Dataset entries
↓

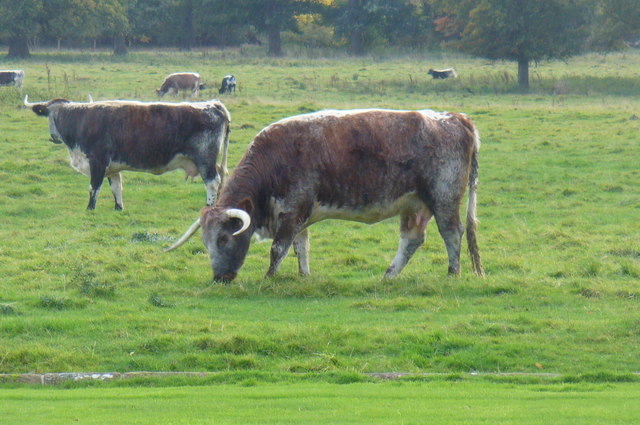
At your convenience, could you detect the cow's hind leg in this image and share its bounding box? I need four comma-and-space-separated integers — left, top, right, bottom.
108, 173, 124, 211
87, 162, 106, 210
384, 208, 431, 278
434, 202, 464, 275
293, 228, 311, 276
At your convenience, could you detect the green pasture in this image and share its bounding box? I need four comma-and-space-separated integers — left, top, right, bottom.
0, 49, 640, 424
0, 381, 640, 425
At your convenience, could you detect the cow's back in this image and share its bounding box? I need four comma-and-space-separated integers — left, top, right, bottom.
55, 102, 216, 168
250, 110, 474, 206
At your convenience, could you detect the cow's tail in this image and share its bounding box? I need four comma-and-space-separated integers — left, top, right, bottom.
164, 218, 200, 252
215, 103, 231, 198
467, 128, 484, 276
218, 121, 231, 197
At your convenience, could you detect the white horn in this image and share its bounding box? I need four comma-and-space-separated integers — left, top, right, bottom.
24, 94, 37, 108
164, 218, 200, 252
227, 208, 251, 236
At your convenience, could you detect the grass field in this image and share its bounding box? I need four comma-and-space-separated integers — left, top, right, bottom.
0, 50, 640, 423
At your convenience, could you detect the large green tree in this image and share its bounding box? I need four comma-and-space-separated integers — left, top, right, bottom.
327, 0, 433, 55
213, 0, 330, 56
0, 0, 45, 57
436, 0, 592, 91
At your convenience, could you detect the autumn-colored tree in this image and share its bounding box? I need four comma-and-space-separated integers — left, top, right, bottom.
436, 0, 587, 91
591, 0, 640, 51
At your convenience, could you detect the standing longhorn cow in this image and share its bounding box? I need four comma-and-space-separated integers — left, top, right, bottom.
24, 96, 231, 210
166, 109, 484, 281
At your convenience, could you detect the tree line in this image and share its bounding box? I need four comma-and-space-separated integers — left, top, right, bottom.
0, 0, 640, 88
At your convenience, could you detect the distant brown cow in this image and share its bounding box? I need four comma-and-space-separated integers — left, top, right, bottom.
156, 72, 205, 97
167, 109, 484, 281
0, 69, 24, 89
427, 68, 458, 80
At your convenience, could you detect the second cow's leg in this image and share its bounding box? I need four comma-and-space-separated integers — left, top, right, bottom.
384, 209, 431, 278
293, 228, 311, 276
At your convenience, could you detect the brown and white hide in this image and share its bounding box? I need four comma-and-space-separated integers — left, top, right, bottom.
168, 109, 484, 281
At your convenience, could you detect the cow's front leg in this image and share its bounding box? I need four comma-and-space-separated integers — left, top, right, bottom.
267, 213, 303, 277
108, 173, 124, 211
293, 228, 311, 276
87, 162, 106, 210
384, 209, 431, 278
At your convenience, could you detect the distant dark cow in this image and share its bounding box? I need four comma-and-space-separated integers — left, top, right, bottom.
156, 72, 205, 97
167, 109, 484, 281
24, 96, 231, 210
427, 68, 458, 80
0, 69, 24, 89
218, 75, 236, 94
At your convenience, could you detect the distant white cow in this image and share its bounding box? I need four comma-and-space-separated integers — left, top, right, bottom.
427, 68, 458, 80
0, 69, 24, 89
156, 72, 205, 97
218, 75, 236, 94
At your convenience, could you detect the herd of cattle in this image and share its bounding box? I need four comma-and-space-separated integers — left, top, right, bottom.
0, 66, 484, 282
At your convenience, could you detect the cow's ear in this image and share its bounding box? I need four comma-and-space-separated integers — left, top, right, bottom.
238, 198, 253, 215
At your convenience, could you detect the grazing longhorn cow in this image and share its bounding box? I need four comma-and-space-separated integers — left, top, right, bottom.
218, 75, 236, 94
24, 96, 231, 210
0, 69, 24, 89
427, 68, 458, 80
156, 72, 205, 97
166, 109, 484, 282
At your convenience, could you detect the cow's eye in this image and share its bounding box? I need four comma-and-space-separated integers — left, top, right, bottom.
218, 235, 229, 247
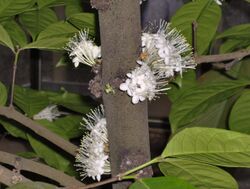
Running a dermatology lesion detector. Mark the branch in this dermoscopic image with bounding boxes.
[0,106,77,156]
[0,151,84,187]
[63,176,120,189]
[0,165,31,186]
[195,49,250,64]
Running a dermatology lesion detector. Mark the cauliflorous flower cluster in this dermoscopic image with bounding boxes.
[76,106,111,181]
[214,0,223,5]
[120,21,196,104]
[65,30,101,67]
[120,62,168,104]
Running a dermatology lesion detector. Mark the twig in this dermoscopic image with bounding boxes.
[63,176,120,189]
[9,51,19,107]
[0,165,31,186]
[0,151,84,187]
[195,49,250,64]
[0,106,77,156]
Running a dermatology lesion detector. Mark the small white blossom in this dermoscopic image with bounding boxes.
[140,0,146,4]
[65,30,101,67]
[120,61,168,104]
[33,105,63,122]
[142,21,196,78]
[76,106,111,181]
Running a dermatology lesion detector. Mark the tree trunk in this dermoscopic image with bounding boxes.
[97,0,151,189]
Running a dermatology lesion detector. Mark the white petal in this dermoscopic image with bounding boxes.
[119,83,128,91]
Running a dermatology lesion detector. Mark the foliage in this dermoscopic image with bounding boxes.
[0,0,250,189]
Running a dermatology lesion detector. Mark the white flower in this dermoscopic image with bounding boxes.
[33,105,64,122]
[65,30,101,67]
[214,0,223,5]
[120,61,168,104]
[142,21,196,78]
[76,106,111,181]
[140,0,146,4]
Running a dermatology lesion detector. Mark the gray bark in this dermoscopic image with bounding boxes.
[99,0,150,189]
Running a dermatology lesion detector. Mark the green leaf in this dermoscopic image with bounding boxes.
[162,127,250,167]
[14,86,50,117]
[171,0,221,54]
[7,182,58,189]
[0,117,27,140]
[129,177,195,189]
[169,81,249,132]
[27,135,75,175]
[0,0,35,17]
[36,115,84,140]
[159,158,238,189]
[229,90,250,134]
[19,8,57,41]
[35,119,69,140]
[22,37,69,51]
[67,13,96,36]
[217,24,250,40]
[38,21,78,41]
[0,23,15,52]
[65,0,83,17]
[0,82,7,106]
[3,19,27,47]
[16,152,38,159]
[49,92,94,114]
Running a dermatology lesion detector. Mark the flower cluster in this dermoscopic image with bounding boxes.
[65,30,101,67]
[76,106,111,181]
[140,0,146,4]
[120,21,196,104]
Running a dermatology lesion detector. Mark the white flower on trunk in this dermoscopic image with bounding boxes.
[120,61,168,104]
[75,106,111,181]
[65,30,101,67]
[142,21,196,78]
[214,0,223,5]
[33,105,63,122]
[140,0,146,4]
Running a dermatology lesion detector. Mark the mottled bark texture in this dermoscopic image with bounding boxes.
[99,0,151,189]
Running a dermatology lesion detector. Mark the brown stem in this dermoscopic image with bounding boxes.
[9,51,19,107]
[64,176,120,189]
[192,21,198,56]
[195,49,250,64]
[0,151,84,187]
[0,165,31,186]
[0,106,77,156]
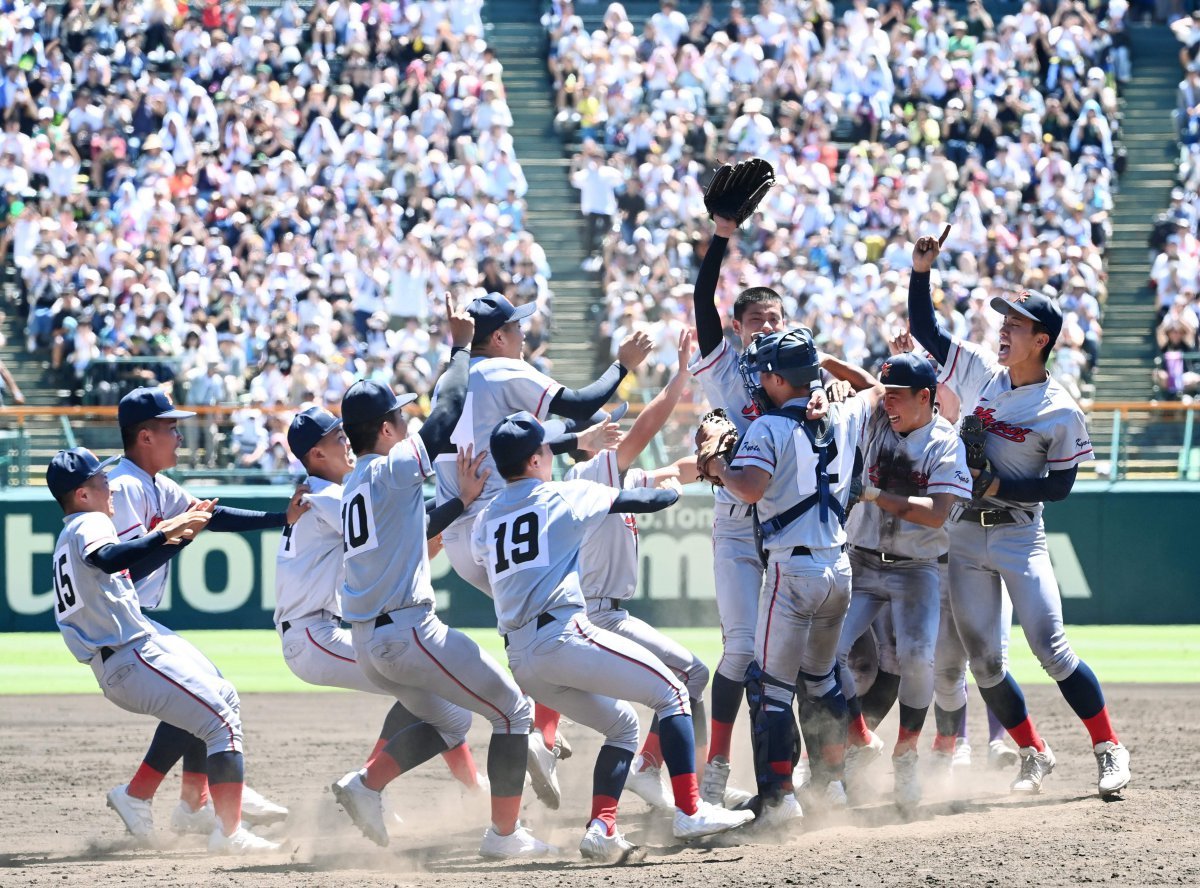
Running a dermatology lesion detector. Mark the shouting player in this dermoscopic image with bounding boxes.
[108,388,308,835]
[696,328,876,827]
[908,228,1129,797]
[46,448,278,853]
[472,413,754,860]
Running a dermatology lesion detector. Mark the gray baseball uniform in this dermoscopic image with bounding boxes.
[732,397,870,706]
[472,479,691,752]
[690,340,763,684]
[341,436,530,746]
[838,406,971,709]
[566,450,708,701]
[434,358,563,594]
[941,340,1092,688]
[53,512,241,755]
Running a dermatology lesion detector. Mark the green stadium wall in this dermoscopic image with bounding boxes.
[0,481,1200,632]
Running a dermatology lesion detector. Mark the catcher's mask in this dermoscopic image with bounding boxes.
[738,326,821,413]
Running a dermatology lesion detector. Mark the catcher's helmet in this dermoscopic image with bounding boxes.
[738,326,821,412]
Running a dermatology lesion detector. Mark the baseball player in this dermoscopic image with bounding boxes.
[908,228,1129,797]
[689,216,811,804]
[46,448,278,854]
[108,388,308,835]
[472,412,754,860]
[566,329,708,809]
[434,293,653,763]
[696,328,877,826]
[334,372,553,858]
[826,353,971,809]
[275,407,484,790]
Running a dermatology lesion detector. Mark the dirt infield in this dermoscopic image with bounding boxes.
[0,685,1200,888]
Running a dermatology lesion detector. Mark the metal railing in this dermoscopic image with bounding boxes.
[0,403,1200,486]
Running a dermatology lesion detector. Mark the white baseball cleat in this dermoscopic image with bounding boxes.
[330,770,389,847]
[209,824,280,854]
[479,820,558,860]
[754,792,804,833]
[625,756,674,811]
[846,731,883,805]
[988,740,1020,770]
[950,737,971,770]
[241,786,288,827]
[1013,745,1055,794]
[526,731,563,811]
[892,749,920,810]
[580,820,646,863]
[672,796,754,839]
[170,799,217,835]
[1092,740,1130,798]
[108,784,154,839]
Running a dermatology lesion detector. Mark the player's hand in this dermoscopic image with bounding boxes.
[888,329,914,354]
[713,216,738,240]
[805,389,829,419]
[155,508,212,546]
[617,331,654,370]
[912,226,950,271]
[453,444,492,506]
[576,420,620,454]
[425,534,443,562]
[287,484,312,524]
[445,292,475,348]
[826,379,854,404]
[678,326,696,377]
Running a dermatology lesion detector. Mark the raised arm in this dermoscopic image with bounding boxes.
[617,328,694,473]
[550,332,654,422]
[692,216,737,358]
[418,293,475,458]
[908,226,954,364]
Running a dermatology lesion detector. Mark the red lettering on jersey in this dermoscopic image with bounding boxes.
[974,407,1033,444]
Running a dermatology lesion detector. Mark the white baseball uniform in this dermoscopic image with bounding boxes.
[340,436,530,746]
[53,512,241,755]
[689,338,764,684]
[472,479,691,752]
[566,450,708,701]
[434,358,563,594]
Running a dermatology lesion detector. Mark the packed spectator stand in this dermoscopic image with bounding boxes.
[544,0,1132,408]
[0,0,551,473]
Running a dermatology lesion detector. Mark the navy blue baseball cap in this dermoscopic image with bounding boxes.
[991,290,1062,346]
[342,379,416,426]
[488,410,566,475]
[46,448,121,499]
[116,388,196,428]
[288,407,342,460]
[880,352,937,389]
[467,293,538,340]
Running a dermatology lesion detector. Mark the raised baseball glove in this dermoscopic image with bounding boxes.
[704,157,775,226]
[959,414,996,499]
[696,407,738,487]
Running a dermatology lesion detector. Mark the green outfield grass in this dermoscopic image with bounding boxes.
[0,626,1200,694]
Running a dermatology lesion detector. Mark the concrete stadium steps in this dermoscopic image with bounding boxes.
[1090,25,1182,476]
[484,0,604,386]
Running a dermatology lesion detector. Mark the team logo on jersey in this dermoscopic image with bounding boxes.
[974,407,1033,444]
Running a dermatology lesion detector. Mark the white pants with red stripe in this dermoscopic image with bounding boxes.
[278,613,391,697]
[755,550,851,685]
[588,598,708,700]
[350,607,533,748]
[508,611,691,752]
[91,635,241,755]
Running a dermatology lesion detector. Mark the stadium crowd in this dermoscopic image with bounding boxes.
[0,0,551,469]
[544,0,1130,398]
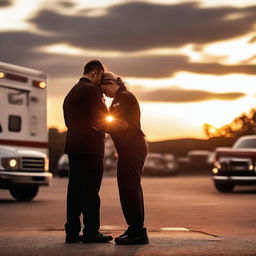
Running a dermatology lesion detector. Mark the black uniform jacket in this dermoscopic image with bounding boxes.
[63,77,108,155]
[110,87,147,155]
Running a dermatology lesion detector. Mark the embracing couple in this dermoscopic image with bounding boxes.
[63,60,148,244]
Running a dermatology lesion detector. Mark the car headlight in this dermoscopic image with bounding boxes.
[44,157,49,172]
[214,161,221,169]
[1,157,19,170]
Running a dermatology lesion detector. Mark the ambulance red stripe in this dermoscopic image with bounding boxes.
[0,139,49,148]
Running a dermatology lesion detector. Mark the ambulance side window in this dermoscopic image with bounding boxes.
[8,91,25,105]
[8,115,21,132]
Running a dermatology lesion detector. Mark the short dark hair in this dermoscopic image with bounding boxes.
[84,60,104,74]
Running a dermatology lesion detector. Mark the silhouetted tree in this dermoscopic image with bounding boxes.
[203,109,256,138]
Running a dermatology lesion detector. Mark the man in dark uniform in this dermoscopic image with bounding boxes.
[63,60,113,243]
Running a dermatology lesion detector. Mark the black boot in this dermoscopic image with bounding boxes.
[115,228,148,245]
[65,235,80,244]
[81,231,113,243]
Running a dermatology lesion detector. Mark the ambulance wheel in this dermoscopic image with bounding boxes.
[10,184,39,201]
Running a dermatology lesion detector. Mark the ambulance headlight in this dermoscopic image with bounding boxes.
[33,80,46,89]
[1,157,19,170]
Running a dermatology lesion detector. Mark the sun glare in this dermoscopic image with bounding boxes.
[106,116,114,123]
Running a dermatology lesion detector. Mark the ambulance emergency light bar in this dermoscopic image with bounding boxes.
[0,72,46,89]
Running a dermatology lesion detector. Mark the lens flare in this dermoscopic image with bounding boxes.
[106,116,114,123]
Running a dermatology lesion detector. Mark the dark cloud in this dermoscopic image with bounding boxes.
[0,32,256,81]
[0,0,13,8]
[106,55,256,78]
[30,2,256,51]
[58,1,76,8]
[136,87,245,102]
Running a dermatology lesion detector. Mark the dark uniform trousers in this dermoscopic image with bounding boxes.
[114,139,147,231]
[65,154,103,236]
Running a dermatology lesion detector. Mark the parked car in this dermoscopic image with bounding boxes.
[212,135,256,192]
[178,150,213,174]
[143,153,178,176]
[57,154,69,177]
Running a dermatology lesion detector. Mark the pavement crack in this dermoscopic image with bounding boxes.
[189,229,222,238]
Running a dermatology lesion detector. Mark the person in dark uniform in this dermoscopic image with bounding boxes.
[100,72,148,244]
[63,60,113,243]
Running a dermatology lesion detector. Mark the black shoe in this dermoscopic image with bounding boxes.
[65,235,80,244]
[115,228,148,245]
[82,232,113,243]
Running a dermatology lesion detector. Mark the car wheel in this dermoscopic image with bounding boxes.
[10,184,39,201]
[214,182,235,193]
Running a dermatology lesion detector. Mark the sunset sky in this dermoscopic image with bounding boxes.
[0,0,256,141]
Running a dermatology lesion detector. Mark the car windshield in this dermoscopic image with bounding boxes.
[234,139,256,148]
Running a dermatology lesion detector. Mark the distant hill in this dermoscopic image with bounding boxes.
[149,138,236,157]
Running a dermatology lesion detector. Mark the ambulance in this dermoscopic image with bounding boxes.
[0,62,52,201]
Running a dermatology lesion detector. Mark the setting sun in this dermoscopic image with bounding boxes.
[106,116,114,123]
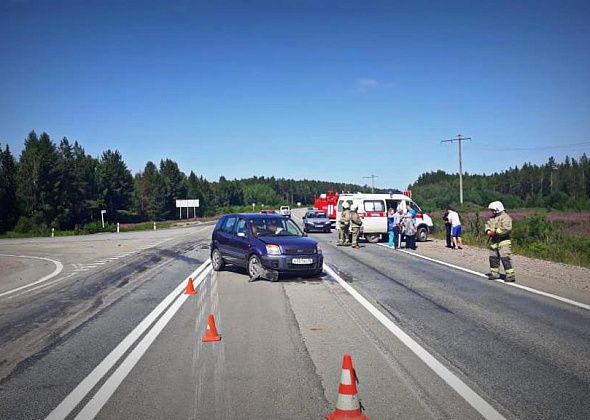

↑

→ INSTRUCTIONS TO FOLLOW
Could you retype the records from the line containing "Running a dermatology lesion detector. Mark the setting" through the end of the records, both ends included, leaving the pictures out?

→ EXERCISE SOLUTION
Running a dermatology lesion detector. Mark the setting sun in this dermoscopic image with bounding boxes.
[106,116,114,123]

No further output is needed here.